## [Problems and tasks]
1) From the Brewers article, copy the passage that begins at the words "Those circumstances included" and stops after the words "to in-game video.".
2) Answer these questions from the Brewers article:
(a) What was Milwaukee's team batting average, and where did it rank in the National League?
(b) How many games were in the regular season that followed the summer training camps?
(c) Besides Craig Counsell, who was in Andy Haines's end-of-season interview, and what is that person's title?

## [Supplied text]
MILWAUKEE — Part of the job description for a Major League Baseball hitting coach means being the scapegoat when a team's batters don't produce as expected.
So, it would be hard to fault Milwaukee Brewers hitting coach Andy Haines if he was a bit nervous heading into his end-of-season interview with manager Craig Counsell and president of baseball operations David Stearns last fall.
Haines oversaw a group that finished near the bottom of every major statistical category, including batting average (.223/12th in the National League), on-base percentage (.313/11th), slugging percentage (.389/11th) and OPS (.702/13th). Milwaukee scored 4.1 runs per game to rank 27th among the 30 teams.
But instead of spending the winter polishing his resume, Haines was able to start devising a comeback plan for Milwaukee's hitters. Counsell and the front office are betting that the team's offensive issues are more a result of circumstance than anything else.
Those circumstances included a complete shutdown midway through spring training due to the COVID-19 pandemic, followed by a three-month hiatus when no one knew whether or not baseball would return. Once that question was answered, players had just a few weeks to get back up to speed during summer training camps before jumping into a 60-game regular season, with rules that kept hitters from utilizing many of the tools they rely on, including access to in-game video.
"I was appreciative of how thoughtful they were and how much they understood the whole dynamic," Haines said. "I didn’t want to go into any conversation with that in the front of my mind, as some kind of cop-out or excuse.
"They were complimentary, then they said we’re going to have some conversations about how we’re going to keep pushing and getting better, and that’s really what we did from that point to now."
For Haines, that means turning the page and starting over with a clean slate while being careful to remember lessons last year offered. The biggest and most significant lesson is resisting the urge to salvage an entire season with one swing of the bat, a problem that was exacerbated by the condensed schedule.

## [Data section]
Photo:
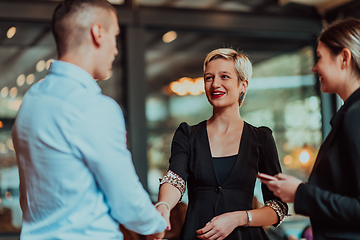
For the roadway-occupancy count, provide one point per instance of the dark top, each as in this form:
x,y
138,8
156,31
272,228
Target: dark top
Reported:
x,y
331,198
191,159
223,166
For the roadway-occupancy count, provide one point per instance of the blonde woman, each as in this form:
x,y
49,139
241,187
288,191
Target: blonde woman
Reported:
x,y
219,159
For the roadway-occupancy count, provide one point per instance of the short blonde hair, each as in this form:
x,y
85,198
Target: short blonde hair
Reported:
x,y
243,66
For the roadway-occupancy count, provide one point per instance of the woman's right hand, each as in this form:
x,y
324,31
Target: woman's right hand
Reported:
x,y
164,211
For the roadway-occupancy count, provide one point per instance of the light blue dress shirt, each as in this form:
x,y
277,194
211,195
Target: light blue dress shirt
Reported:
x,y
77,180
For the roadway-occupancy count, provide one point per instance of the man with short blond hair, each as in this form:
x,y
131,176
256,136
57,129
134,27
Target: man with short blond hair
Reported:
x,y
77,180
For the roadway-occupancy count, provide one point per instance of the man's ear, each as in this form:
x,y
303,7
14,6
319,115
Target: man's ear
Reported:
x,y
245,84
96,33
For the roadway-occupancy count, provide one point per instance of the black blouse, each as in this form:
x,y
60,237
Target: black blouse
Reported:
x,y
223,166
191,160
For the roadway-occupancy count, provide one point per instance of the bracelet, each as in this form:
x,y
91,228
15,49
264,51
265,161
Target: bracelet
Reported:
x,y
164,203
249,218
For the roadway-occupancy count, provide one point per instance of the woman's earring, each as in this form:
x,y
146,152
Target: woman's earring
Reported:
x,y
242,96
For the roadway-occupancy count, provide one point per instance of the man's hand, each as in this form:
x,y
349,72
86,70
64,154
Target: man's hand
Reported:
x,y
284,187
164,211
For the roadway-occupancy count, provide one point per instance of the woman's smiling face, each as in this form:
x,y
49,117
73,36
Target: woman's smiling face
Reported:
x,y
222,86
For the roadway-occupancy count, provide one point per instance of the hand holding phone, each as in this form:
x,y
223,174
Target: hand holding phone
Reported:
x,y
266,177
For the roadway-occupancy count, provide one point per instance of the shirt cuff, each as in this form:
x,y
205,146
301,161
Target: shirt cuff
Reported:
x,y
175,180
280,210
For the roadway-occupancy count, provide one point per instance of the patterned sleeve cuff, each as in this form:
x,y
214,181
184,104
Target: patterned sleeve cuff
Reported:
x,y
175,180
280,210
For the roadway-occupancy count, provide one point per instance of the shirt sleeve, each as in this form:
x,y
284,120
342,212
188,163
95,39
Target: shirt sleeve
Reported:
x,y
100,141
327,206
178,169
269,164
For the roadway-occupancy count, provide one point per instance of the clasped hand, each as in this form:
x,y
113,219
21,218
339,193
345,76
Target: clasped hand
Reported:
x,y
284,187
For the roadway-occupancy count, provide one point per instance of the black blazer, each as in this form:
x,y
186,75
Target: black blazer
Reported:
x,y
331,198
191,159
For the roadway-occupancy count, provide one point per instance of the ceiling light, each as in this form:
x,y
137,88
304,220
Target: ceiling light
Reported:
x,y
13,92
4,92
169,36
48,63
11,32
40,66
30,79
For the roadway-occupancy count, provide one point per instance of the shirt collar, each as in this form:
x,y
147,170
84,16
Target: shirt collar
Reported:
x,y
74,72
355,96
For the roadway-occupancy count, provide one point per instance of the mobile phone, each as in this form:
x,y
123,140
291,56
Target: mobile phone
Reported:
x,y
267,177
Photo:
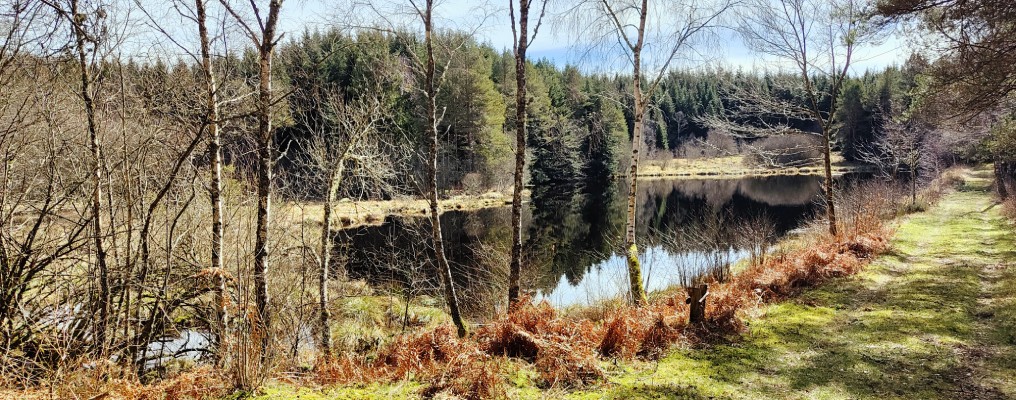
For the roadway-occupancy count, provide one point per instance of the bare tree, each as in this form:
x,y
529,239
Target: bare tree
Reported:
x,y
215,149
522,39
264,36
901,144
434,75
87,28
347,142
814,38
652,36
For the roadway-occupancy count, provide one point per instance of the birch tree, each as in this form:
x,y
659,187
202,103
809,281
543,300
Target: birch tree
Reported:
x,y
813,39
651,36
520,45
431,66
264,37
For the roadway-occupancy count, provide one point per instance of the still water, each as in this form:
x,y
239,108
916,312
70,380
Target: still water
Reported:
x,y
572,239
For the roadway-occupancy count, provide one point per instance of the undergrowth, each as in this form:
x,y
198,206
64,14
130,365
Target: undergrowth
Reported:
x,y
567,349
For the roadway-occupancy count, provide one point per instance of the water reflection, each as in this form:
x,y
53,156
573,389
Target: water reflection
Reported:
x,y
572,239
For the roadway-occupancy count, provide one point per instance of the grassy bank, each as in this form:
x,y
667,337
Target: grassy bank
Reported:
x,y
348,213
934,319
734,168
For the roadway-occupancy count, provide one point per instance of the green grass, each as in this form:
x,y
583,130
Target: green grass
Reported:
x,y
936,318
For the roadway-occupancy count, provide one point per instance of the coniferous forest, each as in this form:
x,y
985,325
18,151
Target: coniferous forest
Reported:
x,y
214,199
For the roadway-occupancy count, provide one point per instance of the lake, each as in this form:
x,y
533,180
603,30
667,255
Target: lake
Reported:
x,y
572,239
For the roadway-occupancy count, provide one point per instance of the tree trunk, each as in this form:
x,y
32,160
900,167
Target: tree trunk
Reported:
x,y
325,254
634,266
1000,180
214,148
520,136
913,187
827,160
81,39
265,147
696,298
444,269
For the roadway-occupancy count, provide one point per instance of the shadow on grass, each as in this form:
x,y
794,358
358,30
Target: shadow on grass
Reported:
x,y
901,329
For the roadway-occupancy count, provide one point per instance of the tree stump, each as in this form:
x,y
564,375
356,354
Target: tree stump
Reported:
x,y
696,297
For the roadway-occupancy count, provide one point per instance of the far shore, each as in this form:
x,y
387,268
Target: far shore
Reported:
x,y
348,213
734,168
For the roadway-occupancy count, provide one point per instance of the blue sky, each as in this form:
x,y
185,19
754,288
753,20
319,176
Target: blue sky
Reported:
x,y
554,43
727,50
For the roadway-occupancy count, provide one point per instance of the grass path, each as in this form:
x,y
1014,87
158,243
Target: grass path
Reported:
x,y
935,319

## [Solution set]
1)
Those circumstances included a complete shutdown midway through spring training due to the COVID-19 pandemic, followed by a three-month hiatus when no one knew whether or not baseball would return. Once that question was answered, players had just a few weeks to get back up to speed during summer training camps before jumping into a 60-game regular season, with rules that kept hitters from utilizing many of the tools they rely on, including access to in-game video.

2)
(a) .223, which ranked 12th in the National League.
(b) 60 games.
(c) David Stearns, president of baseball operations.